Return every line of the material below that contains the string "surfer". Letter case must match.

═══ Exercise data

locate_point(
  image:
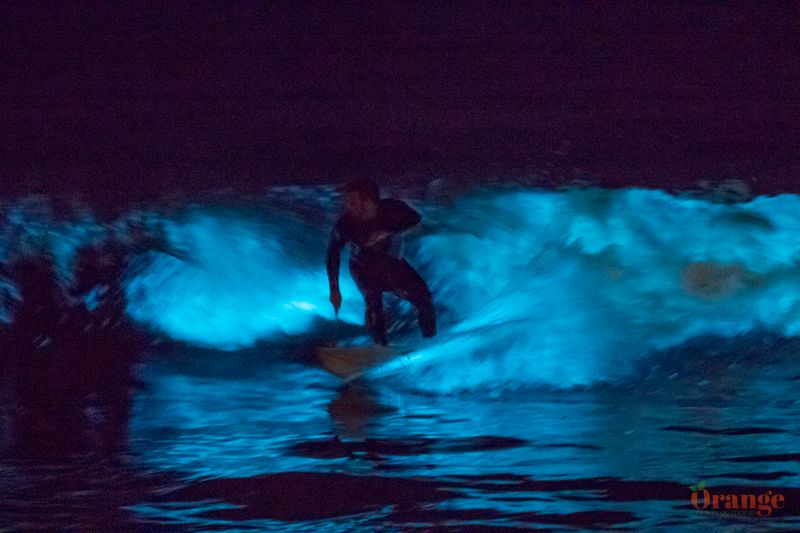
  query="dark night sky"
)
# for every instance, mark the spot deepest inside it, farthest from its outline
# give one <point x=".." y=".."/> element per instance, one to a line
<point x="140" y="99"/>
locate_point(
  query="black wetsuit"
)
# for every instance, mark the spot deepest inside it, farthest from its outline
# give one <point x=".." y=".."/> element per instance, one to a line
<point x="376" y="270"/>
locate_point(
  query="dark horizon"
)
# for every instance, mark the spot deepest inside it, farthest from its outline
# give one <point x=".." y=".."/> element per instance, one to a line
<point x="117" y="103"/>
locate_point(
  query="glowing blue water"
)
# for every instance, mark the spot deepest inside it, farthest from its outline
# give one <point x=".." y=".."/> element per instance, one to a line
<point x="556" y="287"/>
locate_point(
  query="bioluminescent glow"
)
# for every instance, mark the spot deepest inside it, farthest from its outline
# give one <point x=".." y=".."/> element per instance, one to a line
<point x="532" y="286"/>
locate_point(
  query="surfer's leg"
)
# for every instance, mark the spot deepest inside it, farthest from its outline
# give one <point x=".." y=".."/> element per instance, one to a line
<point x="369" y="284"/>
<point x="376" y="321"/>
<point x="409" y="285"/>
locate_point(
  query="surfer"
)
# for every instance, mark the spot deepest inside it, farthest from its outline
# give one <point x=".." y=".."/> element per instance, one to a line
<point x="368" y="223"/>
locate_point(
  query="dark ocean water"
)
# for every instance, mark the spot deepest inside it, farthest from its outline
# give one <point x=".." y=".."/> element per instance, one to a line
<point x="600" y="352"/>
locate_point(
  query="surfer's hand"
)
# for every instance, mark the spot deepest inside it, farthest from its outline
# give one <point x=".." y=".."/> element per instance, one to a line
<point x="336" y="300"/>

══════
═══ Exercise data

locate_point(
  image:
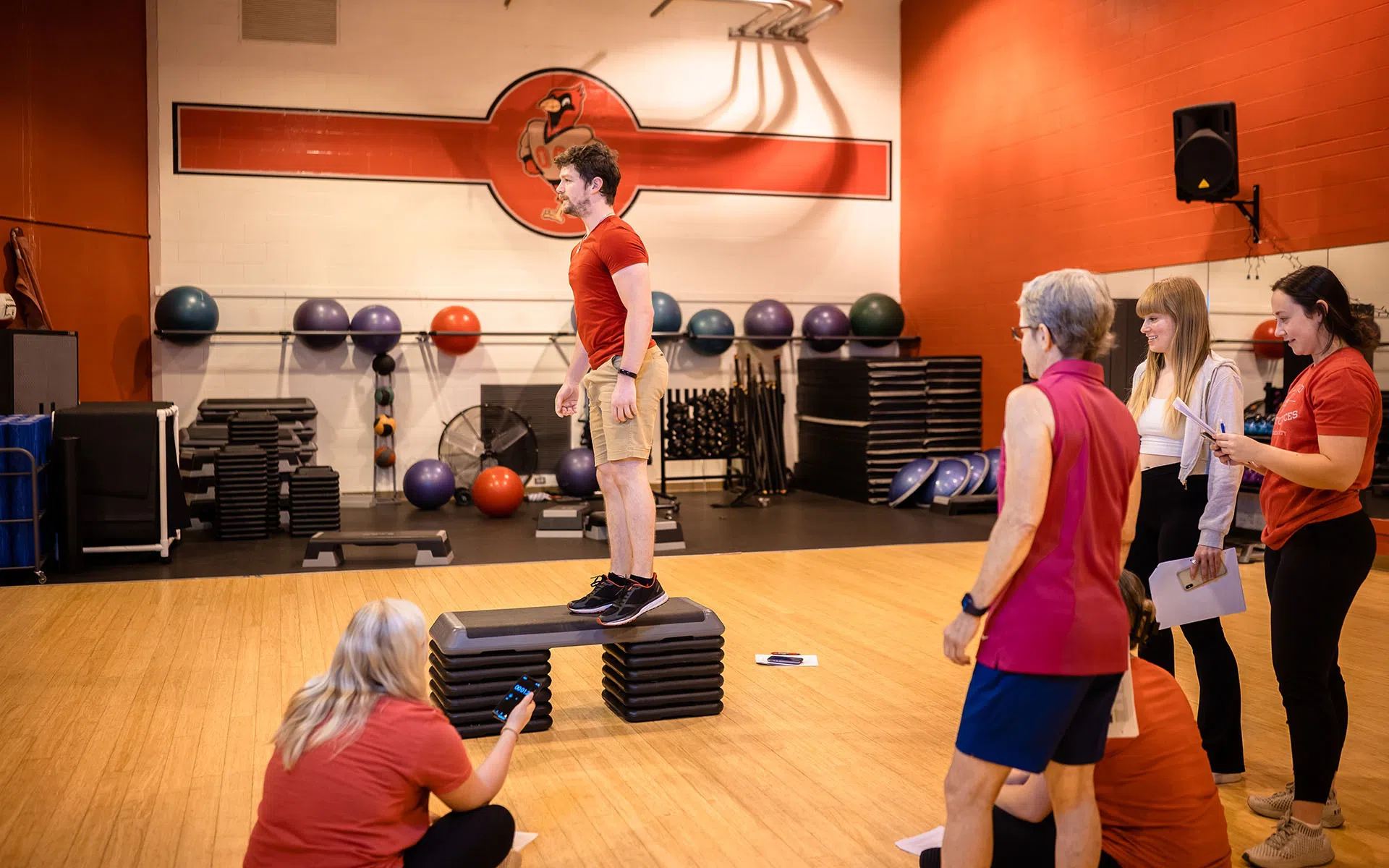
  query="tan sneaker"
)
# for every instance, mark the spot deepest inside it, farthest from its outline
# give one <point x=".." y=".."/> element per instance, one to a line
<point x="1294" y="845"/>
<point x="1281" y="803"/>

══════

» **Reply to the task**
  query="surfer's leg"
  query="surfer"
  query="surfer's hand"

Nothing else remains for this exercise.